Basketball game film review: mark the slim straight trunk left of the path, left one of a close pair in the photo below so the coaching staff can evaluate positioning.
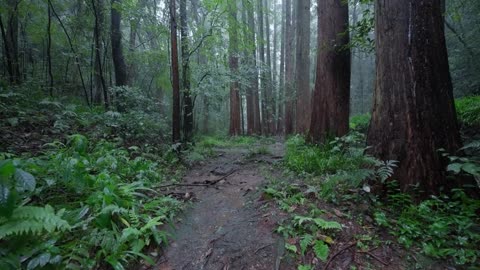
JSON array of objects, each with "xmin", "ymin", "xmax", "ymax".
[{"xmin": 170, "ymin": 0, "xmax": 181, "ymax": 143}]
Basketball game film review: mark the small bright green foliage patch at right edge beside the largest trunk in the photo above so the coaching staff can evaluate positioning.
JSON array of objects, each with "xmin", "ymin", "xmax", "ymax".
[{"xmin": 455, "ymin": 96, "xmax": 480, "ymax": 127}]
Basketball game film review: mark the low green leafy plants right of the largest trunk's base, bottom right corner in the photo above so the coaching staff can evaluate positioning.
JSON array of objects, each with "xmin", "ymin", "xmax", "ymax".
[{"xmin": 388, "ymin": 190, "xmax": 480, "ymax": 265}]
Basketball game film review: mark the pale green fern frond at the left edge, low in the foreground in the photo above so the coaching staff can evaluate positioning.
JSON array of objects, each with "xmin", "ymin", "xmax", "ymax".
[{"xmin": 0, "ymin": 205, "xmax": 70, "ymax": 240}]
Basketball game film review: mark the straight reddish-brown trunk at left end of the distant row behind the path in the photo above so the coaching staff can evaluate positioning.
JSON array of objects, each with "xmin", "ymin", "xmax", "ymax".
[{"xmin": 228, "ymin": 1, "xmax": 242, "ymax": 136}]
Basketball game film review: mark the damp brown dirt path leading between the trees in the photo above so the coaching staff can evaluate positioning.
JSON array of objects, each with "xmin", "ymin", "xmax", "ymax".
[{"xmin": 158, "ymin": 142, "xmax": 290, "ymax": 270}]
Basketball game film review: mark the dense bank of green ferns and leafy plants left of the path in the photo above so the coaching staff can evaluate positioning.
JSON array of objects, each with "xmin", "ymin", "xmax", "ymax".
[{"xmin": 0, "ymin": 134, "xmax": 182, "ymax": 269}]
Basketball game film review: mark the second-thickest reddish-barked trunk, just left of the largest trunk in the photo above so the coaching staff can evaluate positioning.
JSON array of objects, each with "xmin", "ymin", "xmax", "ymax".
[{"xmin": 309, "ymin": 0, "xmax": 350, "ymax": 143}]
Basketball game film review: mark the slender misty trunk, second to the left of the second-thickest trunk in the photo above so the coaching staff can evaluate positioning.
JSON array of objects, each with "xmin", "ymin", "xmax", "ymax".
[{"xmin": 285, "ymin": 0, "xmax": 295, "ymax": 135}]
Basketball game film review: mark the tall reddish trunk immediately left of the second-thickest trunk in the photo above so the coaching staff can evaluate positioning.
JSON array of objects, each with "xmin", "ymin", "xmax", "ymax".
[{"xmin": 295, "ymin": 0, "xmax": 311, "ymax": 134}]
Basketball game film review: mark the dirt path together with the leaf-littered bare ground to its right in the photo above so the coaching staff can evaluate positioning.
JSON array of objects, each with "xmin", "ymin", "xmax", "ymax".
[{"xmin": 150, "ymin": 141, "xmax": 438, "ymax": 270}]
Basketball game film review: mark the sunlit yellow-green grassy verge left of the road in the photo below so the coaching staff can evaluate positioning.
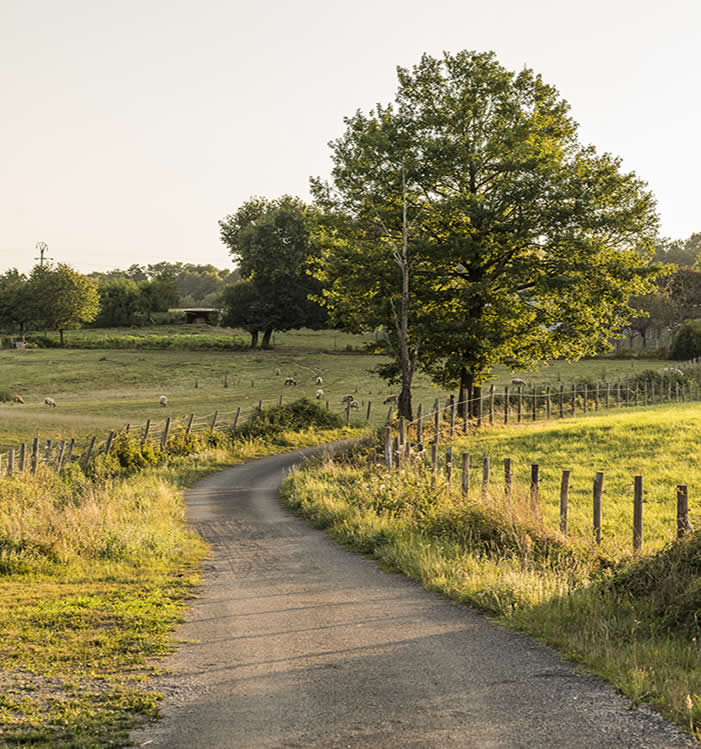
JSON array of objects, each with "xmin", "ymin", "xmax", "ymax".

...

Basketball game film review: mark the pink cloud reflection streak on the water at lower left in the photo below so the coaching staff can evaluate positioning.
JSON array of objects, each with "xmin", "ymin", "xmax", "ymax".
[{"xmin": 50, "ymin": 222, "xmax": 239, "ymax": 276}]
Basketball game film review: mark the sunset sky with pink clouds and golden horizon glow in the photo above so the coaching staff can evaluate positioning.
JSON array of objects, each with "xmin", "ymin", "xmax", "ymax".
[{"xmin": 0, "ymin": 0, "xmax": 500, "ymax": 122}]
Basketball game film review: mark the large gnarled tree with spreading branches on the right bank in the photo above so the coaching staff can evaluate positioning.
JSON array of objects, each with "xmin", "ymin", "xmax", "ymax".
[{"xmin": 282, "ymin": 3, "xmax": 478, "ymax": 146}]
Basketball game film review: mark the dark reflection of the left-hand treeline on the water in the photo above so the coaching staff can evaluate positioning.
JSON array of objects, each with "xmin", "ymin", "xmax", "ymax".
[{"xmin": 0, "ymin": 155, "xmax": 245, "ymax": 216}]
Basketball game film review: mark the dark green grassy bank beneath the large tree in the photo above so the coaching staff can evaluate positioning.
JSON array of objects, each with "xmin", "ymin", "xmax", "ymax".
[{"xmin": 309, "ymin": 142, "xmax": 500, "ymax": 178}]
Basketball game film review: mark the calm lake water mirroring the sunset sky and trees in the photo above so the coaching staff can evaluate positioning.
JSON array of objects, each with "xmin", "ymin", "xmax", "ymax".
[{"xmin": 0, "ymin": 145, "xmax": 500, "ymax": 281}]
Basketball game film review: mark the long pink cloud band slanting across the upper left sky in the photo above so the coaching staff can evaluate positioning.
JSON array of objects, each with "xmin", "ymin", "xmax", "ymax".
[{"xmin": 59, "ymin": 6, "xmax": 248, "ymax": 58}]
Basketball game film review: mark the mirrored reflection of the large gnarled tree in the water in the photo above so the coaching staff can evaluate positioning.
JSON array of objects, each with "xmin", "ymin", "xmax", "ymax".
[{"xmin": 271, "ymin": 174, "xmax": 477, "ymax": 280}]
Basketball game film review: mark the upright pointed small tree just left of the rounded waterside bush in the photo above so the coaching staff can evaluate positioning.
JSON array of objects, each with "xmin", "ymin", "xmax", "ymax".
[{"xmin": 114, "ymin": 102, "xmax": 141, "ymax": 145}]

TASK STATEMENT –
Every line in the data that holds the string "second" should be copied.

TASK ANSWER –
Basketball game film review: mark the second-thickest reddish-barked trunk, just left of the largest trunk in the photo above so the coaching staff can evaluate positioning.
Basketball game film review: mark the slender misty trunk, second to the left of the second-thickest trunk in the photo above so the coaching staff can evaluate positioning.
Basketball game film review: mark the tall reddish trunk immediately left of the second-thickest trunk in the photo above so the coaching staff can evaluate positioning.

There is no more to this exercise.